→ **Material for this exercise**

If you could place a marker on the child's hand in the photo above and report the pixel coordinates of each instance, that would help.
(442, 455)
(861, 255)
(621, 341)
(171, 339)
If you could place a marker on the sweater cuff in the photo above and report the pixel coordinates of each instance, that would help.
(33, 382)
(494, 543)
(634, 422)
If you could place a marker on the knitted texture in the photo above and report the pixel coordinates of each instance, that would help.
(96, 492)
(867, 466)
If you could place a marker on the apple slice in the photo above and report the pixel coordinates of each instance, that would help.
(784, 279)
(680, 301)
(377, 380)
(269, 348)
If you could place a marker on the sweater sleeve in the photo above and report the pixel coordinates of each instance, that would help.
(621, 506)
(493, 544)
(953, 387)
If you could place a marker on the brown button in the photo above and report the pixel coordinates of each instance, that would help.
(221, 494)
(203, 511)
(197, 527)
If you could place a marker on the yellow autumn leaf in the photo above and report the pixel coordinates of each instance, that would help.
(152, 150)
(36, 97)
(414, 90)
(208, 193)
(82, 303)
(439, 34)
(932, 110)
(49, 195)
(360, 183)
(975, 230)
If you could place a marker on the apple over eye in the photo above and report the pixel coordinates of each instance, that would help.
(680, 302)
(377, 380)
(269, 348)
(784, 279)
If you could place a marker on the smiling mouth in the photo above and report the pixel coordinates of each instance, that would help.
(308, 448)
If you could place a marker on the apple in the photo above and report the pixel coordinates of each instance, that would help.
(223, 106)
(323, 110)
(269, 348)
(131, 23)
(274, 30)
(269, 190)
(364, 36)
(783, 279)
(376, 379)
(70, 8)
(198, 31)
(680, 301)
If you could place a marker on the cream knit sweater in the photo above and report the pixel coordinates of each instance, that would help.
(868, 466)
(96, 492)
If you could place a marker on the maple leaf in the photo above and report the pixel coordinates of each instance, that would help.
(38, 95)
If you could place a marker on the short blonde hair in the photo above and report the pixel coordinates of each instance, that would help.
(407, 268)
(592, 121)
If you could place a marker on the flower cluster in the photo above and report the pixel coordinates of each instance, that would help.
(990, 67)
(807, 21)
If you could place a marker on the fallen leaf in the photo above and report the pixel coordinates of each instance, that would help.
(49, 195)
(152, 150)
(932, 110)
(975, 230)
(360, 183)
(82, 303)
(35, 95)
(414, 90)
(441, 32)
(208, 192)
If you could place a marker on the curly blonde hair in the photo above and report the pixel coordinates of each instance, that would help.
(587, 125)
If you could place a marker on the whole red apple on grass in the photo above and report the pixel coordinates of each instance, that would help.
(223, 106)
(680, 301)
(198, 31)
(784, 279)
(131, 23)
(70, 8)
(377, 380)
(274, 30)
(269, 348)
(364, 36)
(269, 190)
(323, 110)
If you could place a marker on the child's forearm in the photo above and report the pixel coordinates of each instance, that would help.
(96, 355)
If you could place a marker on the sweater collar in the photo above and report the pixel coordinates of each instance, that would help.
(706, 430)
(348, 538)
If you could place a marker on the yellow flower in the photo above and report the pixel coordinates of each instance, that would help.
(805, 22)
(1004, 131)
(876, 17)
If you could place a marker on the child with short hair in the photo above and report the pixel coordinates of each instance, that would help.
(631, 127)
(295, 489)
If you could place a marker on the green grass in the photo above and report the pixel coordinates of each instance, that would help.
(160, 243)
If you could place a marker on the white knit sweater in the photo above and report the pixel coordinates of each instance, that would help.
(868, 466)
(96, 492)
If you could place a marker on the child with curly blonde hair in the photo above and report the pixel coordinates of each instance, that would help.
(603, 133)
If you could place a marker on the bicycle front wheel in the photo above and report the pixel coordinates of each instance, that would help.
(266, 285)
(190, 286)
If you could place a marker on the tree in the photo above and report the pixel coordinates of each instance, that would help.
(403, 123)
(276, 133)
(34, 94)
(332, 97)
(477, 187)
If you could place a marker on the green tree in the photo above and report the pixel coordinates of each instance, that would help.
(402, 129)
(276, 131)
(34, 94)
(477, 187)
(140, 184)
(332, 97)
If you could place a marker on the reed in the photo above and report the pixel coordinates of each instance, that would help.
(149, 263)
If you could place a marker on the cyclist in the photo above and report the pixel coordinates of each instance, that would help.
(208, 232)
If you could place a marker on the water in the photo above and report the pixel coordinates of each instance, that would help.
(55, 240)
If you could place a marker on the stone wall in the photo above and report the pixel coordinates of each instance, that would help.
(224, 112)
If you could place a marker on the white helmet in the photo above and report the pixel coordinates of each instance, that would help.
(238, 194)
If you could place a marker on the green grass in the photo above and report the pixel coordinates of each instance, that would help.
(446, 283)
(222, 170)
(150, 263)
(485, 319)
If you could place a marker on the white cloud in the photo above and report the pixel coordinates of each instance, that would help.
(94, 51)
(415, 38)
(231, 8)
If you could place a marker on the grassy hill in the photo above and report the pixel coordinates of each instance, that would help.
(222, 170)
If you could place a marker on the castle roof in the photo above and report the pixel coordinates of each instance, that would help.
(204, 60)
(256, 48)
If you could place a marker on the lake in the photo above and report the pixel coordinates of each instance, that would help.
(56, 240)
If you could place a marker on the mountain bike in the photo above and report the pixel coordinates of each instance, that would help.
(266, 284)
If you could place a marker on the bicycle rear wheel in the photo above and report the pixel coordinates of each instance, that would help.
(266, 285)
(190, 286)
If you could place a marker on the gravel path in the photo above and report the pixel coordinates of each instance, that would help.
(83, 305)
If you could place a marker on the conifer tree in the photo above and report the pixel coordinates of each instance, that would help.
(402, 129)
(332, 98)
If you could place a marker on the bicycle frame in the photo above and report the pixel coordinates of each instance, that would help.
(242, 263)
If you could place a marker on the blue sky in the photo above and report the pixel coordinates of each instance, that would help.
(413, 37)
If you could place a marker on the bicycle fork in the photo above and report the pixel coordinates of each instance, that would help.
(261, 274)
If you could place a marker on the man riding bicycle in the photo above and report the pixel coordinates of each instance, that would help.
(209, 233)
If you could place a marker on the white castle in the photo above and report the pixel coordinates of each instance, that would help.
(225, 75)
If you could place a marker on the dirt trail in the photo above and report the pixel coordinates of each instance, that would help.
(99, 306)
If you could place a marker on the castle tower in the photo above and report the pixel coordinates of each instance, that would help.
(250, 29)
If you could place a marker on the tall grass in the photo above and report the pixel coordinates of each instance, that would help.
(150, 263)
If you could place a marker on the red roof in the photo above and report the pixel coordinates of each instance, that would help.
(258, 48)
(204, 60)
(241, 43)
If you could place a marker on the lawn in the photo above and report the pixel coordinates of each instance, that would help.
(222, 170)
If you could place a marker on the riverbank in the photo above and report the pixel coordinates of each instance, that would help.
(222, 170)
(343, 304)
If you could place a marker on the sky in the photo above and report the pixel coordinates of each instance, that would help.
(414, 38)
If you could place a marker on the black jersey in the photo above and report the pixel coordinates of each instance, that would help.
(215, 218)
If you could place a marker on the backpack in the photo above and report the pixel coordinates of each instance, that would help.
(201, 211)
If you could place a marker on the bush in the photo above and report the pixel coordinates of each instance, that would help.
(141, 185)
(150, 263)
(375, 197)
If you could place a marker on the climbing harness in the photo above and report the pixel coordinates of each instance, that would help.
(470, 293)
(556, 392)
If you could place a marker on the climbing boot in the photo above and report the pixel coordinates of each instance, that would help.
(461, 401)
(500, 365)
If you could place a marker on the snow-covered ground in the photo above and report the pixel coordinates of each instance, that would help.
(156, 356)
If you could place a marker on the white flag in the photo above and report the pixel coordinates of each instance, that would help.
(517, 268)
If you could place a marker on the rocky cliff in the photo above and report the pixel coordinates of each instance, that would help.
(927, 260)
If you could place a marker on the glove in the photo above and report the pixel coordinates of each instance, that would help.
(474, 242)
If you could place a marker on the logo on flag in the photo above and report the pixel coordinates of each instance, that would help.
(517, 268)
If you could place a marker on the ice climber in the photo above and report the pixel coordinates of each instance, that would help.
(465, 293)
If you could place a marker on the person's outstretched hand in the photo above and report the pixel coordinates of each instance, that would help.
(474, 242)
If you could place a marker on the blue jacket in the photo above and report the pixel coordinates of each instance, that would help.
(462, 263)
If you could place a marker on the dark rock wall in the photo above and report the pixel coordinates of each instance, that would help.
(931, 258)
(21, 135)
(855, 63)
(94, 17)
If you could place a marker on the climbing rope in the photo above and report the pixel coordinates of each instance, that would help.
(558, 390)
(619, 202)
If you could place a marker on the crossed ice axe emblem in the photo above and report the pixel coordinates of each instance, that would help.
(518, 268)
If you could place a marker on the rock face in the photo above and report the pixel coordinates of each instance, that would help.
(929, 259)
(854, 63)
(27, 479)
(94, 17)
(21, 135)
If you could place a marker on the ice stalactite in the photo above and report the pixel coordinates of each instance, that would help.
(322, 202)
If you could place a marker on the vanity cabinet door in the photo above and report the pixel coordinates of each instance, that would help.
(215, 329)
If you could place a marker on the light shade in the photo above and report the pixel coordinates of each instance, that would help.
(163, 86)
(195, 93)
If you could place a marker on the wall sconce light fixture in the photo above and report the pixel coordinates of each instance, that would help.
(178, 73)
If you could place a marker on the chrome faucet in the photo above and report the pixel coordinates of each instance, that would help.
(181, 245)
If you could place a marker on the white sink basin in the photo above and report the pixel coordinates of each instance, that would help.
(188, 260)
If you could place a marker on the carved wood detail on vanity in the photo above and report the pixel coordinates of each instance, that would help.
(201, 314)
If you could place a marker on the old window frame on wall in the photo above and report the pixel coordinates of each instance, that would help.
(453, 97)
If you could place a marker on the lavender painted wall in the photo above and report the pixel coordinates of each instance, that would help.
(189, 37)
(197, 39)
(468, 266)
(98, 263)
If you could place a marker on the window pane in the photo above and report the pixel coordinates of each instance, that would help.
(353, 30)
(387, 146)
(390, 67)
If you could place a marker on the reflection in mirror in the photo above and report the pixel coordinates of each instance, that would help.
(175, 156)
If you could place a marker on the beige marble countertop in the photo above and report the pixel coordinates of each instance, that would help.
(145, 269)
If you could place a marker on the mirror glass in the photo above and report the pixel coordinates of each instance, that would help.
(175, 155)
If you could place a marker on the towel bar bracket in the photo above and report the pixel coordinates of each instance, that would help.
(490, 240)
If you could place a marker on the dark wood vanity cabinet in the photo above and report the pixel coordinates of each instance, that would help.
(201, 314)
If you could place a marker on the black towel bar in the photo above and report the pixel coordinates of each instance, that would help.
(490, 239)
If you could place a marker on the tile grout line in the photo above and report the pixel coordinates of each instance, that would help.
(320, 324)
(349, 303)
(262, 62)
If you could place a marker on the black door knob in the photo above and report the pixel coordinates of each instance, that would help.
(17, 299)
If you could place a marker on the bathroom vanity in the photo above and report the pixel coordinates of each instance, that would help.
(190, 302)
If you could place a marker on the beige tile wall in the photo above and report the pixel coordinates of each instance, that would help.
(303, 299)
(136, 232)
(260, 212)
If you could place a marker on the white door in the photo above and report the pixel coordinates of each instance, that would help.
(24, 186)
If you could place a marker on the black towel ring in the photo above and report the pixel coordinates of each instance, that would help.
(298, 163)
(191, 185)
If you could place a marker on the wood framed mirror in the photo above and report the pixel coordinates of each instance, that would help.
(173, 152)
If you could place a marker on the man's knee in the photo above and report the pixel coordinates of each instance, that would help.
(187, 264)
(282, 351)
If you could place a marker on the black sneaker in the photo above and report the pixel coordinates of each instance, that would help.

→ **Exercise**
Nothing but the lines from the one containing "If you could place a marker on the beige tile" through the last line of the data above should be given again, each exactly as it stands.

→ **Solved exercise**
If you could place a marker on the beige tile wall in the photo above and report the pixel coordinates of each instance, that would help.
(303, 299)
(136, 232)
(260, 212)
If you could place a marker on the white door in the photo above and report the pixel coordinates of each instance, that would help.
(24, 186)
If you could place a marker on the black towel ring in the photo above and report the pixel coordinates of each instance, that would help.
(298, 163)
(191, 185)
If you could place a marker on the wood framed mirror in the photo above and report the pixel coordinates of each instance, that would help.
(173, 152)
If you could place a marker on the man's knee in the photo above and report the pixel coordinates of each instance, that would help.
(187, 264)
(282, 351)
If you could place a marker on the black sneaker in the photo above and report the pixel coordinates of each instance, that would help.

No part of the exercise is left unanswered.